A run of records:

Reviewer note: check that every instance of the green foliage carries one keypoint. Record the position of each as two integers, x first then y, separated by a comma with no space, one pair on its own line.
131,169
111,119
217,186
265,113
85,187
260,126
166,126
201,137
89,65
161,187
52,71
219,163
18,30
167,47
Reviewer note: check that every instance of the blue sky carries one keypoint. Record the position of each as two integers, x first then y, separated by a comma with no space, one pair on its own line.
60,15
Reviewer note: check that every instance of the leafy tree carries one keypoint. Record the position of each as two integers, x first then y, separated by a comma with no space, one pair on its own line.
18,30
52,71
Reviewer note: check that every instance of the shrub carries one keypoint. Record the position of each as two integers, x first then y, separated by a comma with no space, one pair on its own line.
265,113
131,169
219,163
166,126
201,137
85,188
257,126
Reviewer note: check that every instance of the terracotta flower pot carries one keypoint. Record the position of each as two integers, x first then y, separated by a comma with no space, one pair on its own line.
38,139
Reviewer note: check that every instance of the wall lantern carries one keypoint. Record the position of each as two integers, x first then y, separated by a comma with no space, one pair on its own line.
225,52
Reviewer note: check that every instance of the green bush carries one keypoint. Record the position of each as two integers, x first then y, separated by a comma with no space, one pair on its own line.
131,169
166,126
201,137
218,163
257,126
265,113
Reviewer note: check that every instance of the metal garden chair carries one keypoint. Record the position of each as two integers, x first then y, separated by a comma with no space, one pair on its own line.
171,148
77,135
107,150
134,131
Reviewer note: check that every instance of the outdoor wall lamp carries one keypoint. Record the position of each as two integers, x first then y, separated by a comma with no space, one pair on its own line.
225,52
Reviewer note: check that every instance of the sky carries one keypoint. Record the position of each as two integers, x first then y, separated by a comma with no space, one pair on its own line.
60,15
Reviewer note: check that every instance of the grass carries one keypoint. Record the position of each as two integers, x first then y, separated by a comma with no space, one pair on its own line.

Your goal:
Copy out the whole listing exactly; please set it all down.

Worked solution:
Reviewer note: check that every instance of the green foliage carries one keypoint. Record the position of each as two integers, x first then y, separated by a comma with no space, one pair on its own line.
131,169
111,119
217,186
265,113
85,187
260,126
166,126
201,137
89,65
161,187
52,71
219,163
18,30
167,47
Reviewer note: check that every instance of the blue sky carries one keypoint. Record the position of each as two integers, x first then y, separated by a comma with no space, one pair on its own line.
60,15
Reviewer note: check that every instance of the leafy tree carries one keypoint. Record the position of each as two integers, x first then y, separated by a comma with no space, one pair on its own line.
18,30
52,71
Reviewer note: check that every instance of the shrub carries one keypoint. Record the position of each as two integers, x first then y, separated by a comma with no space, one pair on its own line.
265,113
131,169
219,163
166,126
201,137
85,188
257,126
Reviewer note: check that every instance of the terracotta flower pot carries one keypoint. Record the position of each as two integers, x first then y, separated by a comma with no space, one pair on its own line.
38,139
Reviewer note: check that every instance of the wall lantern carries one keypoint. Record the position of each as two integers, x first then y, separated by a comma with no space, one pair on its own line.
225,52
Reviewer note: check that every instance of the green bush carries one keypoint. Record the position of each as two integers, x first then y, separated by a comma with no space, one pair on its own line.
131,169
166,126
201,137
218,163
257,126
265,113
Reviewer note: check that every instance of the metal garden chair carries one keypoint. Record the position of each as two integers, x first then y, separated by a comma with no space, one pair on its own line.
171,148
77,135
107,150
134,131
Reviewer note: check that every instance of the outdoor wall lamp carries one keypoint. Record the position of each as two integers, x first then y, separated by a comma with no space, one pair on its own line.
225,52
Reviewer note: check that every instance of the sky carries one keypoint. Record the position of each as two integers, x first then y, separated by a comma with no space, one pair on its own line.
60,15
Reviewer note: check that every instance of the grass carries one keypoint. Record the position of each as two integers, x first then y, separated by a comma with no space, one pair on its own line.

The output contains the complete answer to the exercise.